_TASK DESCRIPTION_
Write out the entire listing below word for word, but leave out the pictures.

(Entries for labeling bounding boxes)
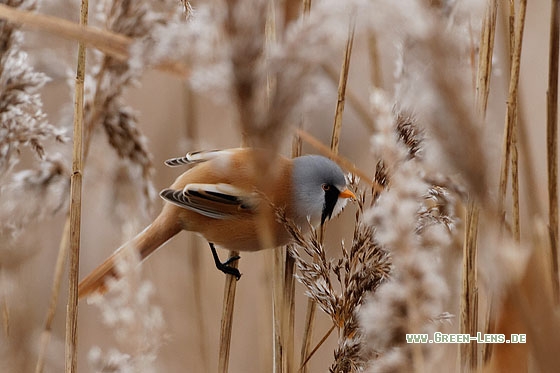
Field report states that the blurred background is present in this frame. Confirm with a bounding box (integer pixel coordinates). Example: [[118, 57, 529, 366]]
[[0, 0, 550, 372]]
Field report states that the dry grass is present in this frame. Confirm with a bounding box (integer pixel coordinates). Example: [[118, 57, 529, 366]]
[[0, 0, 560, 372]]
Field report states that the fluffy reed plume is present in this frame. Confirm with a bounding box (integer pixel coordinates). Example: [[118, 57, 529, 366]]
[[84, 0, 183, 206], [360, 91, 459, 372], [88, 248, 165, 373], [0, 0, 65, 175]]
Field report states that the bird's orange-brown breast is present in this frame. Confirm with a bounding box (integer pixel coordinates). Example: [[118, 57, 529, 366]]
[[164, 149, 293, 251]]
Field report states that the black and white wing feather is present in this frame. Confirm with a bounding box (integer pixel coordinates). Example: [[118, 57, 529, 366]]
[[160, 184, 260, 219], [165, 149, 244, 167]]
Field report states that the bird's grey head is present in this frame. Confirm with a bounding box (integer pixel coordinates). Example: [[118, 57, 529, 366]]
[[292, 155, 347, 225]]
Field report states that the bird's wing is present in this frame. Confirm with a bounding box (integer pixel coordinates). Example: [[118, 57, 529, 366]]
[[165, 148, 244, 167], [160, 184, 260, 219]]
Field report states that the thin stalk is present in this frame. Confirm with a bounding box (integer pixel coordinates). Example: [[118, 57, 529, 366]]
[[476, 0, 498, 113], [331, 18, 356, 153], [301, 17, 356, 373], [460, 201, 479, 372], [35, 218, 70, 373], [263, 0, 286, 373], [303, 0, 311, 17], [466, 0, 498, 372], [0, 265, 10, 338], [65, 0, 88, 373], [295, 128, 383, 193], [0, 4, 190, 78], [184, 82, 210, 372], [321, 63, 375, 132], [218, 251, 239, 373], [546, 0, 560, 304]]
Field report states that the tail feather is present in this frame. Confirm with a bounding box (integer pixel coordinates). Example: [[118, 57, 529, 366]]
[[78, 214, 181, 299]]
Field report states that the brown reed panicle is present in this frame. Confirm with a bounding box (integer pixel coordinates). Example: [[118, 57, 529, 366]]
[[0, 156, 69, 260], [84, 0, 179, 207], [278, 177, 391, 372], [0, 0, 66, 175]]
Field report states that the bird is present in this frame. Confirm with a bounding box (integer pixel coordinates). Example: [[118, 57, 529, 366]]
[[78, 148, 356, 298]]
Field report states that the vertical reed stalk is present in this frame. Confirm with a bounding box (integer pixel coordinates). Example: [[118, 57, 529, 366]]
[[265, 1, 286, 373], [35, 218, 70, 373], [459, 0, 498, 372], [0, 265, 10, 338], [218, 258, 239, 373], [498, 0, 527, 216], [65, 0, 88, 373], [301, 17, 355, 373], [331, 17, 356, 153], [184, 82, 210, 372], [546, 0, 560, 303], [460, 200, 479, 372]]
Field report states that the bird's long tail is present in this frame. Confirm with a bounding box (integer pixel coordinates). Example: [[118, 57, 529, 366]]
[[78, 213, 181, 298]]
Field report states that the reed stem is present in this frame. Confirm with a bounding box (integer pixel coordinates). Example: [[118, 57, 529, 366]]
[[65, 0, 88, 373]]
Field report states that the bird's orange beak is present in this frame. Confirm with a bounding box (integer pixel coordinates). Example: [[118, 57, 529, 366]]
[[338, 188, 356, 199]]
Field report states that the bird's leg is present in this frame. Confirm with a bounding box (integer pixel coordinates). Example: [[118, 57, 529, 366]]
[[208, 242, 241, 280]]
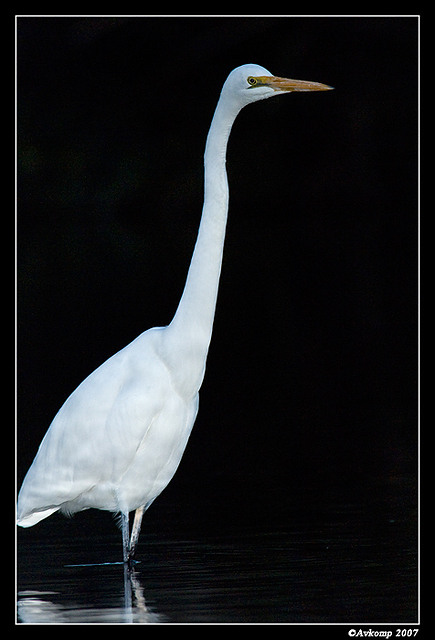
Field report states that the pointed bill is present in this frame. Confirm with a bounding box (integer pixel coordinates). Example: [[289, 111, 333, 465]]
[[257, 76, 334, 91]]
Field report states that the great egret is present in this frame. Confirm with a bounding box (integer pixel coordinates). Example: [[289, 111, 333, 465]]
[[17, 64, 332, 563]]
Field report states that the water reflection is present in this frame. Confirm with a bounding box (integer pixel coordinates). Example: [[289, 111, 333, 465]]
[[18, 483, 417, 624], [18, 569, 165, 624]]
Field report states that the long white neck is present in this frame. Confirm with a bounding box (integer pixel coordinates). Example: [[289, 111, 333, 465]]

_RESPONSE TO THIS EXERCISE_
Field report states that the blurred background is present in this frame. Confirm with a bounding box (integer pixel coordinates). Example: [[118, 57, 529, 366]]
[[0, 0, 550, 372]]
Field report states that the dry grass is present in this frame. Confirm with a bounding box (integer pixel coordinates). Example: [[118, 57, 529, 366]]
[[0, 0, 560, 372]]
Field report states that the fluffy reed plume is present in this frame. Confirm with a bounding box (integer pixel coordinates). Example: [[118, 57, 529, 366]]
[[84, 0, 183, 206], [360, 91, 459, 372], [88, 248, 165, 373], [0, 0, 65, 175]]
Field report states that the bird's orange-brown breast is present in this frame. Confirm with a bounding box (integer pixel coordinates). Example: [[118, 57, 529, 366]]
[[164, 149, 293, 251]]
Field report states that the black and white wing feather is present in this frame. Confirm with a bounding box (integer pixel coordinates). Example: [[118, 57, 529, 366]]
[[160, 184, 260, 219], [165, 149, 244, 167]]
Field report states that the bird's grey head is present in this frame. Confirm with a bounding box (integer pixel coordinates). Example: [[118, 57, 529, 366]]
[[292, 155, 347, 225]]
Field report states that the bird's wing is present in this frame. Confirm with a bounding box (integer pixel coordinates). Example: [[118, 57, 529, 366]]
[[165, 148, 244, 167], [160, 184, 260, 219]]
Field report states that the thin stalk is present in this frame. Confirm with a bounding box (integer pixel coordinates). Example: [[118, 57, 529, 366]]
[[476, 0, 498, 113], [331, 18, 356, 153], [301, 17, 356, 373], [460, 201, 479, 372], [35, 218, 70, 373], [263, 0, 286, 373], [303, 0, 311, 17], [466, 0, 498, 372], [0, 265, 10, 338], [65, 0, 88, 373], [295, 128, 383, 193], [0, 4, 190, 78], [184, 82, 210, 372], [321, 63, 375, 132], [218, 251, 239, 373], [546, 0, 560, 304]]
Field report states that the tail feather is present in this frame. Confirm with a bounding box (integer pixel coordinates). Example: [[118, 57, 529, 366]]
[[78, 214, 181, 299]]
Field report states that the brown reed panicle is present in this frame. Confirm with a bounding box (integer pixel coordinates). Example: [[118, 57, 529, 366]]
[[0, 156, 69, 260], [84, 0, 179, 207], [278, 177, 391, 372], [0, 0, 66, 175]]
Field report states that the bird is present in this frame. Confirm with a bounding box (integer pixel coordinates). Example: [[118, 57, 529, 366]]
[[78, 148, 356, 298]]
Field report states that the vertical reed stalk is present in this frame. Confirm with a bounding box (integer pixel coordinates). Example: [[118, 57, 529, 366]]
[[265, 1, 286, 373], [35, 218, 70, 373], [459, 0, 498, 372], [0, 265, 10, 338], [218, 258, 239, 373], [498, 0, 527, 216], [65, 0, 88, 373], [301, 17, 355, 373], [331, 17, 356, 153], [184, 82, 210, 372], [546, 0, 560, 303], [460, 200, 479, 372]]
Field report states that the bird's long tail is present in this frame. Confirm with a bounding box (integer pixel coordinates). Example: [[118, 57, 529, 366]]
[[78, 213, 181, 298]]
Field report states that the reed stem is present in this frame. Confirm with a bounding box (integer pixel coordinates). Example: [[118, 57, 529, 366]]
[[65, 0, 88, 373]]
Field report states that the bird's orange beak is present in this frame. Confirm with a bounding box (integer pixel coordinates). Example: [[118, 57, 529, 366]]
[[338, 188, 356, 199]]
Field report states that the bird's leg is present in this frame. Confirm with a bounding box (integer pixel coordinates). Example: [[118, 57, 529, 366]]
[[208, 242, 241, 280]]
Field report states that the pointed bill is present in this frame. Confirm with a bounding box (integer pixel coordinates). Example: [[289, 111, 333, 465]]
[[257, 76, 334, 91]]
Field report states that the great egret is present in this frame. Confirm with a bounding box (integer pixel coordinates). Example: [[289, 111, 333, 465]]
[[17, 64, 332, 563]]
Field report states that the water reflection is present in this frame. Confirm with a bounding box (integer pixel coordinates). Example: [[289, 111, 333, 465]]
[[18, 483, 417, 624], [18, 569, 165, 624]]
Field report states that the long white neck is present in this frame. Confirm with a bounding box (integer pixel coordinates). Example: [[289, 111, 333, 465]]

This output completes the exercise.